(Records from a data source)
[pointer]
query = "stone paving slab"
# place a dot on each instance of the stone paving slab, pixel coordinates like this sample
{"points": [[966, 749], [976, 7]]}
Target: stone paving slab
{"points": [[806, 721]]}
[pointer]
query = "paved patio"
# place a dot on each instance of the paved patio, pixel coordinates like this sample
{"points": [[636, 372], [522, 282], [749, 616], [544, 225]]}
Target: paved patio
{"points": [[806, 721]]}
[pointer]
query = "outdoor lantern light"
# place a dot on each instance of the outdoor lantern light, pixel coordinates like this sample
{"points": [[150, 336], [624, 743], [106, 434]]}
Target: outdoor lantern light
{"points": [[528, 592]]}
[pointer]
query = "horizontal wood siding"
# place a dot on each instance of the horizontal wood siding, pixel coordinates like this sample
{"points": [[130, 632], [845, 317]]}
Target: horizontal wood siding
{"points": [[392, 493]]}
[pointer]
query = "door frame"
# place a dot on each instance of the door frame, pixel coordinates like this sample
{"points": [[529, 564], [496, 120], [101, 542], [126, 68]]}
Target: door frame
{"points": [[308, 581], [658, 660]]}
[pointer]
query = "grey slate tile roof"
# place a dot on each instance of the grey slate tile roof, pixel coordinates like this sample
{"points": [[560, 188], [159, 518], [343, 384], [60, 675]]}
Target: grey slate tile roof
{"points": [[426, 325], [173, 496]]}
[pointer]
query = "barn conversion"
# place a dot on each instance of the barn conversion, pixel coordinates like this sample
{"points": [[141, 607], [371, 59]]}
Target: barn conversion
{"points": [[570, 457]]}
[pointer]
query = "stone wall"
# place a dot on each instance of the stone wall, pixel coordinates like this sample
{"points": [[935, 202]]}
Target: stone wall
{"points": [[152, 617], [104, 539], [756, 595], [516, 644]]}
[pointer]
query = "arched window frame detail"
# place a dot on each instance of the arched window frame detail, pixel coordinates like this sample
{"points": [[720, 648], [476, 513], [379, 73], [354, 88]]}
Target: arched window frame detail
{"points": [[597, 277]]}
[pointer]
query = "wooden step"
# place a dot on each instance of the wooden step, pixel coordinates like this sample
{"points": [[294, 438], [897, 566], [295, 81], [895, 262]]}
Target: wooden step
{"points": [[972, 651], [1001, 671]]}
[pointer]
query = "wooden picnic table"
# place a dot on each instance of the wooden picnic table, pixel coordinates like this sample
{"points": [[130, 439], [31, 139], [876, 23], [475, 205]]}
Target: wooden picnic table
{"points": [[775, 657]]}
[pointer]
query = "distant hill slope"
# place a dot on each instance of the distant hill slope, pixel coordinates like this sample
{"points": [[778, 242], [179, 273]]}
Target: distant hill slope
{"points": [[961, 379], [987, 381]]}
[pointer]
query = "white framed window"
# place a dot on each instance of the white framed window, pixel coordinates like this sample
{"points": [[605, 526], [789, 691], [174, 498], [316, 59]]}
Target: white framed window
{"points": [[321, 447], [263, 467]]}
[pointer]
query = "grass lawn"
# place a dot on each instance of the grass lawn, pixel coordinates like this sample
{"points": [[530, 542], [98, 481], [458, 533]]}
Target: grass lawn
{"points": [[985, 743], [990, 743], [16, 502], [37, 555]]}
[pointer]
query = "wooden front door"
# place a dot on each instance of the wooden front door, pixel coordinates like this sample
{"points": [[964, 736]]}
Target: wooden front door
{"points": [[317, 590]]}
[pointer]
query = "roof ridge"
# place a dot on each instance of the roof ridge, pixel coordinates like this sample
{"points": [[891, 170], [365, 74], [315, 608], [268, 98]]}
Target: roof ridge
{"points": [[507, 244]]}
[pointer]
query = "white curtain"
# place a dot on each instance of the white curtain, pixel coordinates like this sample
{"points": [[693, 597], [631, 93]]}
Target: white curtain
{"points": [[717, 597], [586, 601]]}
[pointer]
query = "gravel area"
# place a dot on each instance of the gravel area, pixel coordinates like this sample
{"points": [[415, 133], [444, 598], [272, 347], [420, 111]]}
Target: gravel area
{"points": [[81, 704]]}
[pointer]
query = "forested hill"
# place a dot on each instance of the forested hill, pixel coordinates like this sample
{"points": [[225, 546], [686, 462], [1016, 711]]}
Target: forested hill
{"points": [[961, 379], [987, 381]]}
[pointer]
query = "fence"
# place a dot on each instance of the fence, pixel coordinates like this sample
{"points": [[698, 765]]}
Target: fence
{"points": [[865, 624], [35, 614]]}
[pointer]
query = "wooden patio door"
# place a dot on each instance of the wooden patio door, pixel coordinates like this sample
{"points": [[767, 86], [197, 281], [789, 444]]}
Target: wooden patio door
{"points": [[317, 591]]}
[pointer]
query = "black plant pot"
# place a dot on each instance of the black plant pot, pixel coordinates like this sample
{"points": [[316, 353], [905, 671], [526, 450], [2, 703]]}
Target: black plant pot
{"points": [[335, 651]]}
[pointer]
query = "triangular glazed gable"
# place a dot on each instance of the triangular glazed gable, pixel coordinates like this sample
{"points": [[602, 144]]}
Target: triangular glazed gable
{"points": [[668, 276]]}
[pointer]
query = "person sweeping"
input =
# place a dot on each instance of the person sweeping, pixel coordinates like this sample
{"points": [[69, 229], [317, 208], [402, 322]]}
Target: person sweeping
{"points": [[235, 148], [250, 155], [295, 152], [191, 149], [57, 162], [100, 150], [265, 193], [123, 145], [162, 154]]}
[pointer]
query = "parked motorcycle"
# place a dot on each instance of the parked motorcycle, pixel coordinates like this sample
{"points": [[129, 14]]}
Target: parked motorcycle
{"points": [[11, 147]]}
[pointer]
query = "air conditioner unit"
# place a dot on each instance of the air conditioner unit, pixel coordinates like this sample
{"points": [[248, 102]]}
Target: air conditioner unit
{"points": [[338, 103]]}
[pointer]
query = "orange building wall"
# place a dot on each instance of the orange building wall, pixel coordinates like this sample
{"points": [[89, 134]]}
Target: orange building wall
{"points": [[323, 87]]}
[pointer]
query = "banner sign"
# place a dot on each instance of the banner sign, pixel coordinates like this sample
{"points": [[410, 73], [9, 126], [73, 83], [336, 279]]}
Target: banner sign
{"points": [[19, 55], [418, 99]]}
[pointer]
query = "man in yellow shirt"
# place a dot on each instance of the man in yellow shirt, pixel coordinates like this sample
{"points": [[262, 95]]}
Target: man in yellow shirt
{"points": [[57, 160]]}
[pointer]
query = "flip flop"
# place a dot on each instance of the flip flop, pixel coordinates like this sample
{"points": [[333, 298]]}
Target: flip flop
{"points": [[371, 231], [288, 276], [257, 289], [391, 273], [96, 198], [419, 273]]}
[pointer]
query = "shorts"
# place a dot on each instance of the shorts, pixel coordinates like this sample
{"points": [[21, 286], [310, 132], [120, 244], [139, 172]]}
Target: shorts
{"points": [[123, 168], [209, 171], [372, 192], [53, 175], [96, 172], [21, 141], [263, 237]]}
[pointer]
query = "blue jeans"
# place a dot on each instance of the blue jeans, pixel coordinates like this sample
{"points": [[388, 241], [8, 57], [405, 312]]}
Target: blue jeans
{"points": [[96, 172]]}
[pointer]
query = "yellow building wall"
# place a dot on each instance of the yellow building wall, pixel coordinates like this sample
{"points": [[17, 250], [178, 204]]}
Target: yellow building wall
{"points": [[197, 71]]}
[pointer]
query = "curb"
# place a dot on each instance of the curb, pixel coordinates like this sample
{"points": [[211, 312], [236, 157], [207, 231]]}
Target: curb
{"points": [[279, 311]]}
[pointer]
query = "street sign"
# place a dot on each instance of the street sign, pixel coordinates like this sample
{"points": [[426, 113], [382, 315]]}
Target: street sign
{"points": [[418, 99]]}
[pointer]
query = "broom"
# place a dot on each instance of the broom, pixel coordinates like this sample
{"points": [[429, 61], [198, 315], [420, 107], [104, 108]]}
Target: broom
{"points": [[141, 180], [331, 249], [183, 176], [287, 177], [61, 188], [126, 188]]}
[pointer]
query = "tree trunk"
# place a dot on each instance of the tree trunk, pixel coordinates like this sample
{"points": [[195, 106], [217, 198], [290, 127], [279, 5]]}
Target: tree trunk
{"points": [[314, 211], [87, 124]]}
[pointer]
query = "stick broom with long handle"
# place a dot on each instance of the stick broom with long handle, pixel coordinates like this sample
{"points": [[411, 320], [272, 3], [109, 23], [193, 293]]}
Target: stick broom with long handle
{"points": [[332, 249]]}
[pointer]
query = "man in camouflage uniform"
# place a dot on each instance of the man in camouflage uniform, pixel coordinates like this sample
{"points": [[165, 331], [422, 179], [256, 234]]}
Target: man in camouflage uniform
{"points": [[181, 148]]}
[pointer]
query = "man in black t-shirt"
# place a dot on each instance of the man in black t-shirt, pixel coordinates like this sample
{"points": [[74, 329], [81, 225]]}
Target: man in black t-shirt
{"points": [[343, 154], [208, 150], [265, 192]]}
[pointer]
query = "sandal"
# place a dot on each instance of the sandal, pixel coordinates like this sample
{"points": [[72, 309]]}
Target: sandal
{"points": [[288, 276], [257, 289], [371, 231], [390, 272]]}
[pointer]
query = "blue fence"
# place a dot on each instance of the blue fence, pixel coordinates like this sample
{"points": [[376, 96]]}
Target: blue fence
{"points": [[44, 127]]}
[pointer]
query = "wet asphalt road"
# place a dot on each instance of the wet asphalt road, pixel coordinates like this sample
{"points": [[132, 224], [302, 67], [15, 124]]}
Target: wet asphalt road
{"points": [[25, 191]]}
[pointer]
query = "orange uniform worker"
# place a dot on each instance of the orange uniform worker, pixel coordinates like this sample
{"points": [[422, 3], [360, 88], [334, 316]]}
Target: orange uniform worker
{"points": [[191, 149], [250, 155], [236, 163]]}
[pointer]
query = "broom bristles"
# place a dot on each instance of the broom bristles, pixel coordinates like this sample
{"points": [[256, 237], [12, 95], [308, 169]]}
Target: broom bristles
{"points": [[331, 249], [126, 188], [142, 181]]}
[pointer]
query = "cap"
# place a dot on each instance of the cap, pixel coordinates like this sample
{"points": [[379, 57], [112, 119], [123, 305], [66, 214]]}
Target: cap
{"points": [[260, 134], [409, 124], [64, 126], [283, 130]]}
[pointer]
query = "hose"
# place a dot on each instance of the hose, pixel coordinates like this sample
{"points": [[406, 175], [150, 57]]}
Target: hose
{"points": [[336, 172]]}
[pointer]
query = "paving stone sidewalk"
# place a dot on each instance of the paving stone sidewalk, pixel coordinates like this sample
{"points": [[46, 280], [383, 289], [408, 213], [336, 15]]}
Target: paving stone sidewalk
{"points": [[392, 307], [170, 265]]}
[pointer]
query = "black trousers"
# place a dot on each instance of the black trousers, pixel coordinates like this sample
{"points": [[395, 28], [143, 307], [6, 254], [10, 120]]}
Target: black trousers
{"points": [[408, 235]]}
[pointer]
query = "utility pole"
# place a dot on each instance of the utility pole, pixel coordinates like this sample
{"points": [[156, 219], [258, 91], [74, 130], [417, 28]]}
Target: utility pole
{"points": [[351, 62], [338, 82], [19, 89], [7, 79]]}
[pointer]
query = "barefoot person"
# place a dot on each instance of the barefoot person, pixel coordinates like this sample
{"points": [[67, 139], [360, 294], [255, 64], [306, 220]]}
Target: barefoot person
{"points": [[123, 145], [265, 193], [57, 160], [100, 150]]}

• Problem requirements:
Pull out every line of the listing above that contains the string "framed".

• Exercise response:
query = "white framed window"
# place a dot on each instance of the white framed window, pixel coordinates like this sample
Target: white framed window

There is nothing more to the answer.